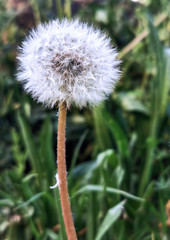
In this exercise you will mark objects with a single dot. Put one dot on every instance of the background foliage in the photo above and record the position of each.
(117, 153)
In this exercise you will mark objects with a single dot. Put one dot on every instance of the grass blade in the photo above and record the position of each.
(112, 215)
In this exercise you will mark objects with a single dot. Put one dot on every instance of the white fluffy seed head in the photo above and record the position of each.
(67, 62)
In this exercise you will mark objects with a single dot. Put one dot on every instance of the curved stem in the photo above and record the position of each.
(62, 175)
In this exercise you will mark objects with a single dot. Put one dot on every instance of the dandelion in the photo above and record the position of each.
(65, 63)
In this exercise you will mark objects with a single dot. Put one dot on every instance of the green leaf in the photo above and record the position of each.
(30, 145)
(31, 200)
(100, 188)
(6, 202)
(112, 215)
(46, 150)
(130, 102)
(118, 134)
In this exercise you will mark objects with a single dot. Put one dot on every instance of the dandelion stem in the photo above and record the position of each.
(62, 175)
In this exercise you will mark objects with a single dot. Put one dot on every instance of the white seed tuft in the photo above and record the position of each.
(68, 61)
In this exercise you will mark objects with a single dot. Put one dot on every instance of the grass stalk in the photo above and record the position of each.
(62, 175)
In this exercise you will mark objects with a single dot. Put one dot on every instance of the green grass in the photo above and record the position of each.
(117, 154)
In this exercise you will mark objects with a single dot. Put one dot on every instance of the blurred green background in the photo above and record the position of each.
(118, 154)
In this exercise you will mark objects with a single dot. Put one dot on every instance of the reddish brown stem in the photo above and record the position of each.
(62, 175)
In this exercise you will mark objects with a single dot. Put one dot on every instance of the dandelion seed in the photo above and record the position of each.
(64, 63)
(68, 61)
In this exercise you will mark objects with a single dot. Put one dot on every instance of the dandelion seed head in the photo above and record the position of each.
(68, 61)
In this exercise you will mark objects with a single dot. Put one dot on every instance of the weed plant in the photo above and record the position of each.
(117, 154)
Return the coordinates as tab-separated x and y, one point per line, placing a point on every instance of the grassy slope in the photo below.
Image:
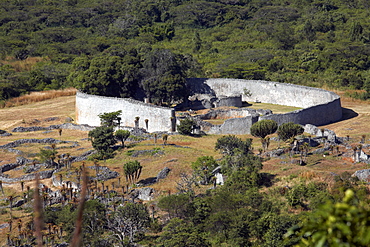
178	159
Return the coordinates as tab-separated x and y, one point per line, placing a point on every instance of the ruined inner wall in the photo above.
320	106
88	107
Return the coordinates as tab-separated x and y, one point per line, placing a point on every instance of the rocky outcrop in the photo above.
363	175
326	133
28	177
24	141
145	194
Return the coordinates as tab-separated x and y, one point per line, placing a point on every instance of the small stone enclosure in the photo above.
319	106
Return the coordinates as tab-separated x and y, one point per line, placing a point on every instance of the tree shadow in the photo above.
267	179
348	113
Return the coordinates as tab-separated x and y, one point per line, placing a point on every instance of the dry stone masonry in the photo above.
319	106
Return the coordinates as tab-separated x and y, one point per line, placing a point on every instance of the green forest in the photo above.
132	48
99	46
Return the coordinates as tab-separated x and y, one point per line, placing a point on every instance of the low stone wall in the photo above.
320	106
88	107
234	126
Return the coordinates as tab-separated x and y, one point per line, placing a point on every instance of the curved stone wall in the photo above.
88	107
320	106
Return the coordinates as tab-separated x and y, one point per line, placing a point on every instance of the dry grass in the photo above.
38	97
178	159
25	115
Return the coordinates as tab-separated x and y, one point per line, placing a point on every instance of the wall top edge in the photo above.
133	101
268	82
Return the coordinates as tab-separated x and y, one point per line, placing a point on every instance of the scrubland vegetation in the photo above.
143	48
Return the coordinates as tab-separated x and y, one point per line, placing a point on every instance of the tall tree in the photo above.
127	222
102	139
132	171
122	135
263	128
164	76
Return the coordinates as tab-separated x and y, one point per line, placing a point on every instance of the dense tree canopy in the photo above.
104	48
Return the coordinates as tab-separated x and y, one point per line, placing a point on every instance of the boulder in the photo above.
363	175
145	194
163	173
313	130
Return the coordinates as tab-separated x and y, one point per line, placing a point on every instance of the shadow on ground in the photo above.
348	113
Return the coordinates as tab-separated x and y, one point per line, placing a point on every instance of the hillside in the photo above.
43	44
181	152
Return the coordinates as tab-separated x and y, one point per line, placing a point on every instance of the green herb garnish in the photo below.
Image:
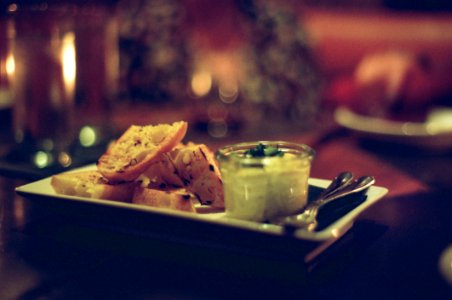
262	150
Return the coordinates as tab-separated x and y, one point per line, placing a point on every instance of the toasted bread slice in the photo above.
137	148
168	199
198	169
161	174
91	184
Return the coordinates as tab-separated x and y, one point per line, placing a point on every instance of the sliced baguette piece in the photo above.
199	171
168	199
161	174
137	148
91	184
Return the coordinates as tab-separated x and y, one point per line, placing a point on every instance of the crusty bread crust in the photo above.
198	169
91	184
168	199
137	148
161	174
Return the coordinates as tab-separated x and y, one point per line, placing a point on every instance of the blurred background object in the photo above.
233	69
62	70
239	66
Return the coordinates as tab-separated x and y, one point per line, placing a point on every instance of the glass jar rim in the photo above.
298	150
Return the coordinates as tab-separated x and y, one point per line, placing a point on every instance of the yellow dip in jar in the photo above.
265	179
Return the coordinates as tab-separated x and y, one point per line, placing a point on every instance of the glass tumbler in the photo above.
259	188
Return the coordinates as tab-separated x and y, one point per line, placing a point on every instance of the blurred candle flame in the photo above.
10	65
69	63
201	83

## THE REQUEST
Would you mind returning each entry above word for word, skipping the images?

## SOLUTION TO THE PROBLEM
In this exercise you will mark objects with a single dot. Put one dot on every instance of the background foliage in the photo above and record the position of each.
(117, 153)
In this exercise you will mark objects with a single dot. Put one dot on every instance of the grass blade in the photo above and record the position of each.
(112, 215)
In this exercise you will mark objects with a single dot. Put one dot on every instance of the white fluffy seed head in the photo above and record the position of each.
(67, 62)
In this exercise you will mark objects with a single dot. Put one dot on every instance of the curved stem in the photo above and record the position of each.
(62, 175)
In this exercise you will mark objects with a single dot. Put one dot on every instance of the dandelion in the photo above and record the position of each.
(65, 63)
In this exercise you will mark objects with a single dot. Put one dot on every instance of the green leaf in the photo above and record the position of each.
(30, 145)
(31, 200)
(100, 188)
(6, 202)
(112, 215)
(46, 150)
(130, 102)
(118, 134)
In this exercise you will mark objects with a single dot. Put one dot on every instance of the dandelion stem in the photo above and record the position of each.
(62, 175)
In this exercise you will mark objects with a single dot. Put one dot on every instance of the white seed tuft in the photo above and record the position of each.
(68, 61)
In this exercise you will mark objects with a single dot. Put one dot on every instance of the grass stalk in the photo above and record the position of each.
(62, 175)
In this exercise you will mark objects with a single dot. Put one dot on every instance of the green grass in the photo above and record the position of each.
(117, 154)
In this exercise you will mark objects with a single dot. Put one dot on every instance of the blurred green background in the photo above and record the position of each.
(118, 154)
In this exercise you will mark objects with a single dot. Put one dot on every instance of the reddish brown stem in the photo above and record the position of each.
(62, 175)
In this exercise you will mark objects with a single dot. Put one dot on every instance of the dandelion seed in the photo above and record the position of each.
(64, 63)
(68, 61)
In this exercise you will mark objects with a single dot. Put one dot on every instance of the dandelion seed head in the photo above and record the position of each.
(68, 61)
In this exercise you will mark objects with a single dot. Put one dot on every instance of the weed plant in the photo above and record the position of each.
(117, 154)
Return the coordinates as tab-separated x and y, one point per line, placing a point on every instance of the grassy slope in the photo below.
Image:
178	159
Return the coordinates as tab-separated x and y, one point per line, placing a point on every instance of the ruined inner wall in the photo above.
320	106
88	107
Return the coordinates as tab-separated x and y, one point per line, placing a point on every instance of the rocky outcrop in the photo above.
363	175
326	133
28	177
24	141
145	194
Return the coordinates as tab-separated x and y, one point per line, placing a point on every instance of the small stone enclosure in the photo above.
319	106
Return the coordinates as tab-separated x and y, one point per line, placing a point on every instance of the tree shadow in the photo above.
267	179
348	113
Return the coordinates as tab-separated x and y, one point per line, placing a point on every instance of the dry stone masonry in the photo above.
319	106
Return the coordinates as tab-separated x and y, one point per line, placing a point on every instance of the green forest in the photo above.
132	48
99	46
Return the coordinates as tab-separated x and y, one point per line, placing a point on every instance of the low stone wall in the photo above.
320	106
88	107
234	126
Return the coordinates as tab-separated x and y, one point per line, placing a point on every instance of the curved stone wall in the photo above.
88	107
320	106
Return the coordinates as tab-separated x and y, one point per line, placing a point on every instance of the dry grass in the photo above.
38	97
178	159
25	115
Return the coordinates as tab-separated x and y, one point per line, placing a point on every instance of the wall top edge in the photo above.
133	101
268	82
Return the coordinates as tab-separated x and y, one point per line, placing a point on every instance of the scrubland vegetation in the photo above.
143	48
Return the coordinates as tab-separated x and y, one point per line, placing a point on every instance of the tall tree in the photo above.
127	222
102	139
132	171
122	135
263	128
164	76
Return the coordinates as tab-separated x and y, one point per line, placing a point on every instance of the dense tree canopy in the photo above.
104	48
Return the coordinates as tab-separated x and y, one point per line, placing a point on every instance of the boulder in the photo above.
363	175
145	194
163	173
313	130
Return the coordinates as tab-separated x and y, one point per line, placing a point on every instance of the shadow on ground in the photo above.
348	113
Return the coordinates as tab-separated x and y, one point per line, placing a point on every instance of the hillside in the photo above.
43	44
181	152
Return the coordinates as tab-separated x and y, one point per line, placing a point on every instance of the green herb garnish in the photo below.
Image:
262	150
Return the coordinates as tab-separated x and y, one point per line, placing a point on every instance of the toasted bread slice in the photo above.
137	148
168	199
198	169
161	174
91	184
Return the coordinates as tab-separated x and y, one point per line, placing a point on every instance of the sliced baguette piece in the photo above.
199	171
168	199
161	174
137	148
91	184
Return the coordinates as tab-separated x and y, one point per line, placing a point on every instance of the crusty bread crust in the photo above.
198	169
91	184
168	199
137	148
161	174
Return the coordinates as tab-separated x and y, one point per line, placing a point on every instance of the blurred background object in the photo above.
233	69
62	70
239	66
Return the coordinates as tab-separated x and y, one point per line, placing a point on every instance of the glass jar rim in the photo above.
298	150
Return the coordinates as tab-separated x and y, one point per line, placing a point on every instance of the yellow dip in jar in the photo above.
265	179
Return the coordinates as tab-separated x and y, one point per line, placing a point on every instance of the glass tumbler in the photo above.
259	188
Return the coordinates as tab-separated x and y, one point per line, placing a point on every instance of the blurred candle flame in the photo above.
10	65
69	63
201	83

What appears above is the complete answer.